Pointing records
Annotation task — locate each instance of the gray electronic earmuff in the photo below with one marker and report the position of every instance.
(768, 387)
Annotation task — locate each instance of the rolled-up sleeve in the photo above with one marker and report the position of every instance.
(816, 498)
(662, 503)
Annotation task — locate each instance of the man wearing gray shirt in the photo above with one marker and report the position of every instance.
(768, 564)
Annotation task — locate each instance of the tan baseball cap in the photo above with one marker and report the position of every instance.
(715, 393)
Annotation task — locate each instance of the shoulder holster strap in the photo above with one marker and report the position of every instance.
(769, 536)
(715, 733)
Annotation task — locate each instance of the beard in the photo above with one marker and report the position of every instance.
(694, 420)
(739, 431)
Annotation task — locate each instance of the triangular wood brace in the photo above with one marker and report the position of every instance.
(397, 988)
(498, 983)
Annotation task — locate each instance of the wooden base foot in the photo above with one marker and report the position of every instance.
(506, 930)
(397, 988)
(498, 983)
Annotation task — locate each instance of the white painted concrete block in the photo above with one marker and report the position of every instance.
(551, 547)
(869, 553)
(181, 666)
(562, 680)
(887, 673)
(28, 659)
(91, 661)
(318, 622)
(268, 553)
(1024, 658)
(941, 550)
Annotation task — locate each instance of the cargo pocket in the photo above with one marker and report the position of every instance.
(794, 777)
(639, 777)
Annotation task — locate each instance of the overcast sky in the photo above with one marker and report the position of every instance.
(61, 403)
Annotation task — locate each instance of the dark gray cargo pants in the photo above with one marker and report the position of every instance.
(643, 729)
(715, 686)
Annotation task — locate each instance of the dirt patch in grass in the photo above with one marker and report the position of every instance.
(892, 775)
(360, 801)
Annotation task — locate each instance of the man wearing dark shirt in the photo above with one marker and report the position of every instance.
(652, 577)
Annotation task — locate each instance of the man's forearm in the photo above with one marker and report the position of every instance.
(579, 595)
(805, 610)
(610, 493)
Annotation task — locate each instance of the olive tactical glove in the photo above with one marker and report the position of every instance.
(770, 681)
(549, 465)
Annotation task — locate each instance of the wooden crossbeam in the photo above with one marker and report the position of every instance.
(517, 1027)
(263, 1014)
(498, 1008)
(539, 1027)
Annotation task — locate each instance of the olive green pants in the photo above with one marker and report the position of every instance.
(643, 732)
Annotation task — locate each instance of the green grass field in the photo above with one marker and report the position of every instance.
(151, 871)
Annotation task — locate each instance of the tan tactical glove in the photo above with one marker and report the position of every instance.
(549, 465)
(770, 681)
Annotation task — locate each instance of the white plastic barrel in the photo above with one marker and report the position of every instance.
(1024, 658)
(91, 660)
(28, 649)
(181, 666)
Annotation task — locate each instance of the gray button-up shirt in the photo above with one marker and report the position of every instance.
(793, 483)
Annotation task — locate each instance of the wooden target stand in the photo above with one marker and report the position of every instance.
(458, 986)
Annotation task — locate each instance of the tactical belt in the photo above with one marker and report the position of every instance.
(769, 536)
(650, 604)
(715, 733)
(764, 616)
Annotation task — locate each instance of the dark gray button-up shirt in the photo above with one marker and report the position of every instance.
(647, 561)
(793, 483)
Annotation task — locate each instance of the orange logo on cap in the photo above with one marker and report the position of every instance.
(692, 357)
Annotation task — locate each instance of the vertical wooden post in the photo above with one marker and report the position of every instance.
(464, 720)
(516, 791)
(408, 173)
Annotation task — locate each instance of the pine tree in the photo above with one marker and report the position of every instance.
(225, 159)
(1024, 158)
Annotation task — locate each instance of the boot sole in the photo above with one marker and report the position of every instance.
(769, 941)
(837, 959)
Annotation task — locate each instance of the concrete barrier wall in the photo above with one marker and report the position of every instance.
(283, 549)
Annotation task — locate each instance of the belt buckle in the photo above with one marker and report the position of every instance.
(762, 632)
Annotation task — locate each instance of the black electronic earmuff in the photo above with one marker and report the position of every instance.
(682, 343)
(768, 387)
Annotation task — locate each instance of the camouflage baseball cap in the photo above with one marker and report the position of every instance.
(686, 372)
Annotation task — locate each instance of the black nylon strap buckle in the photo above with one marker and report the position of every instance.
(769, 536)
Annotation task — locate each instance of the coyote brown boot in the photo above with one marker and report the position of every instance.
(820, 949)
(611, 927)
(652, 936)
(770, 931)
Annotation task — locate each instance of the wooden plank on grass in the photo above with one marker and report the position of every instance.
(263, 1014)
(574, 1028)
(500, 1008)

§ Task to complete
Extract all the material, leaving every line as it is.

§ Final result
Annotation task — locate each instance of the gray electronic earmuff in the photo below with one marker and report the position of every instance.
(768, 387)
Annotation task — locate each instance of the rolled-up sleeve in the photo above with one marker and report the position of every instance.
(816, 498)
(662, 503)
Annotation task — locate each instance of the man wearing gray shirt in the photo above with one marker and report the position of every instance.
(768, 564)
Annotation task — locate each instance of the tan baseball cap in the photo above with one marker and report the position of every instance.
(715, 393)
Annotation task — locate each instance of the shoulder holster strap in the photo above with one marker and report the position of every instance.
(769, 536)
(715, 733)
Annotation task — locate each instance of the beard in the photo above with one marker and report the position of every instance.
(694, 420)
(739, 431)
Annotation task — locate each instance of the triangular wood brace in the photo above with one marker and report the position of every instance.
(397, 988)
(498, 983)
Annotation task — locate each instance of the wooden base foot in the photo above with one marker and report the position of every instance.
(506, 930)
(397, 988)
(498, 983)
Annotation task — locate each instance of the white painted concrete block in the photo above with one marker and report the position of every instance.
(551, 547)
(869, 553)
(181, 666)
(562, 680)
(887, 673)
(28, 659)
(91, 661)
(318, 622)
(268, 553)
(1024, 658)
(941, 550)
Annotation task — locate each instance of the cargo pocket in the photo above with one marker and report the position of every instance.
(794, 777)
(639, 777)
Annotation task — locate each instance of the overcast sky in the photo above with one marker and report the position of every instance.
(61, 403)
Annotation task — locate each instance of the dark gray cargo pants in the photo above with one marker and report the position of every instance.
(643, 729)
(715, 686)
Annotation task — locate each instance of the dirt patch in grass in the photo above with one marker and report the position of every instance.
(892, 775)
(360, 801)
Annotation task — locate each instance of the man wearing dark shirt in the photo above with one marker and report the position of every instance.
(652, 577)
Annotation task — locate each instance of the man's forearm in the photo above with one marker and report the position of every instance.
(579, 595)
(805, 610)
(610, 493)
Annotation task — locate each instance of the olive tactical glove in the photo above with one marker and report the position of every instance.
(770, 681)
(549, 465)
Annotation task — locate each instance of the wooden crossbeam in the photo above with one marker and report the position of every instance.
(517, 1027)
(263, 1014)
(498, 1008)
(539, 1027)
Annotation task — locate each instance of the olive green pants in the photo above with one marker and report the position of every instance.
(643, 732)
Annotation task — locate each instance of the green grass field in the photo above with one marker and report the position of every instance.
(151, 871)
Annotation task — locate each instance of the tan tactical glove in the photo above with one marker and report the position of every instance.
(549, 465)
(770, 681)
Annotation task — locate each instance of the white plastic barrel in the photo above with one marker and report the position of every instance.
(1024, 658)
(91, 660)
(28, 649)
(181, 666)
Annotation task — locate each instance of the gray button-up shirt in the photo above with one marker and report the position of every instance.
(793, 483)
Annotation task — locate each instance of the wooden target stand in the photo above with one marker and report the position of every instance.
(458, 986)
Annotation task — locate each instance of the tactical belt in the photo above with one marker and report the position of every instance.
(769, 536)
(650, 604)
(715, 733)
(764, 616)
Annotation task — locate each instance of the dark gray button-up shirt in the photo above with one marker and report the position of every instance.
(647, 561)
(793, 483)
Annotation task — locate each instance of the orange logo on cap in the photo above with one marker and report the position of every instance.
(692, 357)
Annotation task — locate each instance of the vertical wooden post in the photo above with one marker and report the position of every instance.
(464, 720)
(516, 791)
(408, 173)
Annotation task — locate each instance of the pine tree in the photo above with one marker and report the position of every instance.
(225, 159)
(1024, 158)
Annotation task — locate each instance of the boot sole in the photo above with one marker and report the position of every instance.
(769, 941)
(837, 959)
Annotation task — locate each instance of the concrete barrier wall in the photo above with one marker and report the position of every instance.
(283, 549)
Annotation task — locate each instance of the belt buckle in the photo above with one marker and report the position of every instance.
(762, 632)
Annotation task — locate each instance of the black electronic earmuff in the photo above with one marker and report the position of every instance.
(682, 343)
(768, 387)
Annotation task — locate each instance of the camouflage baseball cap in the photo above with one marker and report the position of every instance.
(686, 372)
Annotation task — locate each instance of the black nylon strap buckle in the photo above with one marker and report the position of every instance.
(769, 536)
Annotation task — locate each instance of the coyote brown boot in the photo above with one marker and report the position of every instance.
(820, 949)
(611, 927)
(652, 936)
(770, 931)
Annotation task — locate each instance of the wooden plank on grass in the photo above with one marker and report the position of every instance.
(263, 1014)
(574, 1028)
(500, 1008)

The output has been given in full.